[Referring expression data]
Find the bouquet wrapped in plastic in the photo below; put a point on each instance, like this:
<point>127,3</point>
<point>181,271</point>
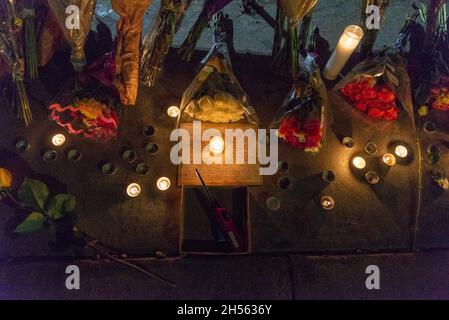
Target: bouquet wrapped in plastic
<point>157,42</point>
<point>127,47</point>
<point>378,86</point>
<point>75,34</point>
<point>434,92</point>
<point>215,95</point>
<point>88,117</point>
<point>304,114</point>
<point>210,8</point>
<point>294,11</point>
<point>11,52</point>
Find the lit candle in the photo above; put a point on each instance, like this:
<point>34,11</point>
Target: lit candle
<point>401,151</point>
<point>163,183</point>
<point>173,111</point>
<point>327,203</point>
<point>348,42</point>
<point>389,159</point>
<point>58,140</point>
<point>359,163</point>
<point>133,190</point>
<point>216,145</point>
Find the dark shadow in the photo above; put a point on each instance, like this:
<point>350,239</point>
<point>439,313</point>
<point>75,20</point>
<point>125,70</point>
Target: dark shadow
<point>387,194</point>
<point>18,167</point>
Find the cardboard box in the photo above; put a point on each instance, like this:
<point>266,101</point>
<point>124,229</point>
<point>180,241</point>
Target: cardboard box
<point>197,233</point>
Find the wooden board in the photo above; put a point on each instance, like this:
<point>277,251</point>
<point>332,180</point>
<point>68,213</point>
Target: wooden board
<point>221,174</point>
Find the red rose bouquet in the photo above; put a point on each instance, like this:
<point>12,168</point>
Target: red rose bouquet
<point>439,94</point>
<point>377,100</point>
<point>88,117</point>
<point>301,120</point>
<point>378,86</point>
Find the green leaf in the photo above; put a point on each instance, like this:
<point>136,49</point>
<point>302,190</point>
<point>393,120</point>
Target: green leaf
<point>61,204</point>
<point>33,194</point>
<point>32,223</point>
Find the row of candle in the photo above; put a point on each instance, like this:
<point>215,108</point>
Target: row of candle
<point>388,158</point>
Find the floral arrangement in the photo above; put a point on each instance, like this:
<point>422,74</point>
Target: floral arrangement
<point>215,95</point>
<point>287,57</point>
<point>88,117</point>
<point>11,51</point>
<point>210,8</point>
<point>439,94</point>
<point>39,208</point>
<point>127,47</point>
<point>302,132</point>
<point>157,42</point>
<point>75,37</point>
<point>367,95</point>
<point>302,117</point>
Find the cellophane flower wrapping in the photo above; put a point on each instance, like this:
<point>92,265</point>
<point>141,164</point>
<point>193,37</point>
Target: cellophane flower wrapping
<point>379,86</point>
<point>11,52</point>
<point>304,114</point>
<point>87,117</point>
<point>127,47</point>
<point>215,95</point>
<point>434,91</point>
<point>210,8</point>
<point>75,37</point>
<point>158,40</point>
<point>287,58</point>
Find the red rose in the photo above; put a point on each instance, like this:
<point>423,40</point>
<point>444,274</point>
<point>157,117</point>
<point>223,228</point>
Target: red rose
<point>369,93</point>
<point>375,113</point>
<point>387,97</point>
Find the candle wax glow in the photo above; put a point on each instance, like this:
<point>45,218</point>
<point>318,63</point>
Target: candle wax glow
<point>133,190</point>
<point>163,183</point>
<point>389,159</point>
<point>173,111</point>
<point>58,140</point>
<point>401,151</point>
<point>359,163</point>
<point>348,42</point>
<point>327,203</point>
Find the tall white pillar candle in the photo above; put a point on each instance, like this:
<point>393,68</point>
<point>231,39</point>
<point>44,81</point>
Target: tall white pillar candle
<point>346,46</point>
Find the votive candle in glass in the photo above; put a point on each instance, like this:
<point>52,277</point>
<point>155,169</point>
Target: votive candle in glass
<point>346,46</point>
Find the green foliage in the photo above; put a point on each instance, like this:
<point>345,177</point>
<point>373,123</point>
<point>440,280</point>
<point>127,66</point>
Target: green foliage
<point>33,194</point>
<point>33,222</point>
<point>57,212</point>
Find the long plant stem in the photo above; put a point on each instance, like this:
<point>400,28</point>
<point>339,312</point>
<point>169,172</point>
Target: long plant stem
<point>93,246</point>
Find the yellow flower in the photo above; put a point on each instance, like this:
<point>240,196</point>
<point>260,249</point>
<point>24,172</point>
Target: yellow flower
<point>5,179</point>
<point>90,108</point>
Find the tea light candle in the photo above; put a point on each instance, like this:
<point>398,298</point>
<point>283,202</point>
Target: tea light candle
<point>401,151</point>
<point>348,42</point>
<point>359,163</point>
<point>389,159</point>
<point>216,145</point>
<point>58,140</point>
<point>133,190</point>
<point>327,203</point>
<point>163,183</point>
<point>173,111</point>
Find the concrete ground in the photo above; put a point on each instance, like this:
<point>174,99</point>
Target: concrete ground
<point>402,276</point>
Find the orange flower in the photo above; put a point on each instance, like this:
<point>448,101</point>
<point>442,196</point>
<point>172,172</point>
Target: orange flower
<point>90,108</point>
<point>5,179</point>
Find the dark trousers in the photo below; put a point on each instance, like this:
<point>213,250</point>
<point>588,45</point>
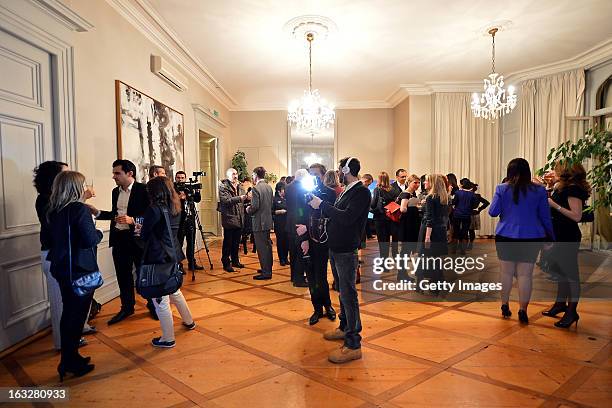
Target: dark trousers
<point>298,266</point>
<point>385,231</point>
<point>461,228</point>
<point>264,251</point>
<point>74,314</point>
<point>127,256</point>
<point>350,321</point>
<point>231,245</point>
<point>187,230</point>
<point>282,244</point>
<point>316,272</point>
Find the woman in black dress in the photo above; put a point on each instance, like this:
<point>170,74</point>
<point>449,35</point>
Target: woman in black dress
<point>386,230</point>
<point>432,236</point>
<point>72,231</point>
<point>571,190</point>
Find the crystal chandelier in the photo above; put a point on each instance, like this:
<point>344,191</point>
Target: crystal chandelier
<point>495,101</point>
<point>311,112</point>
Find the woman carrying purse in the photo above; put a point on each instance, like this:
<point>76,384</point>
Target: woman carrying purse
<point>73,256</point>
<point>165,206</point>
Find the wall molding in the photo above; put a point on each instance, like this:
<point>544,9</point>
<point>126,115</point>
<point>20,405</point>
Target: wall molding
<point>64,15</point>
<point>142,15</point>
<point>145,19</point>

==

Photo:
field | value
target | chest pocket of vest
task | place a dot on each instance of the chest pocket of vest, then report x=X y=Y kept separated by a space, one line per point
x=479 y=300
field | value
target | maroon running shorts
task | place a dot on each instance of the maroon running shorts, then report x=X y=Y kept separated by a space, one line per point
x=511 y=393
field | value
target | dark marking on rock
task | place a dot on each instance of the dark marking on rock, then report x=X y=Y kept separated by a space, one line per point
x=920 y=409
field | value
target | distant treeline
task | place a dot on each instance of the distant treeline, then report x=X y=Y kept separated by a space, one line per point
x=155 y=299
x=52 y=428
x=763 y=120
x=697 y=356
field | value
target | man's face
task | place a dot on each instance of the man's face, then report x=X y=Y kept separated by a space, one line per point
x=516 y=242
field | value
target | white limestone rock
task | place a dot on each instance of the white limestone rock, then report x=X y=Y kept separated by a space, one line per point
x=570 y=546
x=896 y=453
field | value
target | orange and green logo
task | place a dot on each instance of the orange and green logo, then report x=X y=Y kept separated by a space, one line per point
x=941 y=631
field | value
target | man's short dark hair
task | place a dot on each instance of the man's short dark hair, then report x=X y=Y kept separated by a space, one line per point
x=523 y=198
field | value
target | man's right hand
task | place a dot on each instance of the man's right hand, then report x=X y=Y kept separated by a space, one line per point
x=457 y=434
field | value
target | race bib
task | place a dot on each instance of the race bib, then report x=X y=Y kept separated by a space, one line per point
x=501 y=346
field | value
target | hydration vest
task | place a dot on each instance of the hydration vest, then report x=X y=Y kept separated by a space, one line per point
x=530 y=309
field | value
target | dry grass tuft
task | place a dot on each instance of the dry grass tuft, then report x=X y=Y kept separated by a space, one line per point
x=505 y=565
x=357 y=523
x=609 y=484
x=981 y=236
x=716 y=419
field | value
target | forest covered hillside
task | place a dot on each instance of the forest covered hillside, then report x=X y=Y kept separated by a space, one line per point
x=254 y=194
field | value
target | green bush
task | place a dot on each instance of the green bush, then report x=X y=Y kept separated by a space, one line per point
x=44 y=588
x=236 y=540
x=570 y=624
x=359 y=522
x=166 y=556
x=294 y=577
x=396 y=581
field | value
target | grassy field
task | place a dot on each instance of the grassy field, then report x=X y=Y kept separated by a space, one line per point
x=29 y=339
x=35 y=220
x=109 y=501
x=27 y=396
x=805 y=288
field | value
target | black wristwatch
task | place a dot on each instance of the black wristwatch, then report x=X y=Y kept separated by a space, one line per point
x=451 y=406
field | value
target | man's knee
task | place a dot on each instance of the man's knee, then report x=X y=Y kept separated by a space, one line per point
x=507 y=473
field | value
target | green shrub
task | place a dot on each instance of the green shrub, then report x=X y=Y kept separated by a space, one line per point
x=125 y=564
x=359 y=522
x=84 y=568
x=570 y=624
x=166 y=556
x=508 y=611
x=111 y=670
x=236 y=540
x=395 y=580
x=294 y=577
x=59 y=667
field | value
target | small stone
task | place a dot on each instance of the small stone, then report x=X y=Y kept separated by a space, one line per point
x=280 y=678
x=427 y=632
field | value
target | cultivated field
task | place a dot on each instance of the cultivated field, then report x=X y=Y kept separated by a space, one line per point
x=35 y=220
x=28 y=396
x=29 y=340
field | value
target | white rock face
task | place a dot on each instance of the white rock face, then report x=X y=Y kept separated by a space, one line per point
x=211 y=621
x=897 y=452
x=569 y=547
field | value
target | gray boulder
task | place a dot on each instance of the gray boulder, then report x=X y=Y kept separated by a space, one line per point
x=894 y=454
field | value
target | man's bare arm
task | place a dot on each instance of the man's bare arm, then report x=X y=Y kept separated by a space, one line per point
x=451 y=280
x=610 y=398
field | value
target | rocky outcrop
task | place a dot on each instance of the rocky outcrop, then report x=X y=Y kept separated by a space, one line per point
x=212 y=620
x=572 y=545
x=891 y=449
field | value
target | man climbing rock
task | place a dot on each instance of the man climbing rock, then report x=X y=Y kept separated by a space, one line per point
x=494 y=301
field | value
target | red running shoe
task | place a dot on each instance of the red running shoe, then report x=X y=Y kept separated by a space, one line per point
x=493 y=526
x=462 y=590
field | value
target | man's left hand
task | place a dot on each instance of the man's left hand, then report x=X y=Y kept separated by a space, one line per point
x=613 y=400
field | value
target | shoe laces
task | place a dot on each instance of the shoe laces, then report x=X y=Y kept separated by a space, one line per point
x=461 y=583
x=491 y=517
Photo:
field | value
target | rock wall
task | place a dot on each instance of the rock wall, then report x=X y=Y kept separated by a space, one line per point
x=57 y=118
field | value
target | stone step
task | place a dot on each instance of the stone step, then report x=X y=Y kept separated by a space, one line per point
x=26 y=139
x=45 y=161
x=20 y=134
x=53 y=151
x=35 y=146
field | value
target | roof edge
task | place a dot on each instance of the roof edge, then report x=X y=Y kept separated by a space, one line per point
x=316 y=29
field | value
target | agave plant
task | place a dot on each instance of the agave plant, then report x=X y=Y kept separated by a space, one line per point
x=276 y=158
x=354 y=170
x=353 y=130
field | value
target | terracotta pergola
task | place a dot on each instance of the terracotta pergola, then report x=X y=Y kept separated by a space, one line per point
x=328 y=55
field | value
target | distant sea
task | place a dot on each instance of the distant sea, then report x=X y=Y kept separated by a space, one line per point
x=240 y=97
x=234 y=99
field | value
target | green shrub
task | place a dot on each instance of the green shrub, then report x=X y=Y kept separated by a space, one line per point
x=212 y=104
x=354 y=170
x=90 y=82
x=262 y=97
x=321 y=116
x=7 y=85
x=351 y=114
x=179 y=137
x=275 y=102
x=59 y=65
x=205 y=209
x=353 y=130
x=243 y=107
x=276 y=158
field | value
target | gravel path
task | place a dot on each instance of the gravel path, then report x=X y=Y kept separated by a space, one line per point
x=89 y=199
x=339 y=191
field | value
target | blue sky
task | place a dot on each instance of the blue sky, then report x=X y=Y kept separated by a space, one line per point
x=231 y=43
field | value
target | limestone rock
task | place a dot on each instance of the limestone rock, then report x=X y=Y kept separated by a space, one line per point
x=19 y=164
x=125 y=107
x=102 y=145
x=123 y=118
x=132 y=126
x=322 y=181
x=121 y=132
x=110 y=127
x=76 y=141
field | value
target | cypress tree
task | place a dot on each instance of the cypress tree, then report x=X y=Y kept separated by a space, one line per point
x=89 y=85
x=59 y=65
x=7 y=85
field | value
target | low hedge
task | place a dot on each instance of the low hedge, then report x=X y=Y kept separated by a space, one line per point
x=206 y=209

**TASK GOAL**:
Reproduce the lines above beginning at the line that contains "Find the bouquet" and ending at the line that contains "<point>439,313</point>". No pictures.

**REPLY TO THE TASK**:
Find the bouquet wrapped in plastic in the photo below; put a point on each instance, like this:
<point>127,3</point>
<point>181,271</point>
Target: bouquet wrapped in plastic
<point>157,42</point>
<point>127,47</point>
<point>378,86</point>
<point>75,34</point>
<point>434,92</point>
<point>215,95</point>
<point>88,117</point>
<point>304,114</point>
<point>210,8</point>
<point>294,11</point>
<point>11,52</point>
Find the lit candle in the photo above; put a point on each instance, like this:
<point>34,11</point>
Target: lit candle
<point>401,151</point>
<point>163,183</point>
<point>173,111</point>
<point>327,203</point>
<point>348,42</point>
<point>389,159</point>
<point>58,140</point>
<point>359,163</point>
<point>133,190</point>
<point>216,145</point>
Find the dark shadow in the photo above; put a point on each instance, like this:
<point>350,239</point>
<point>439,313</point>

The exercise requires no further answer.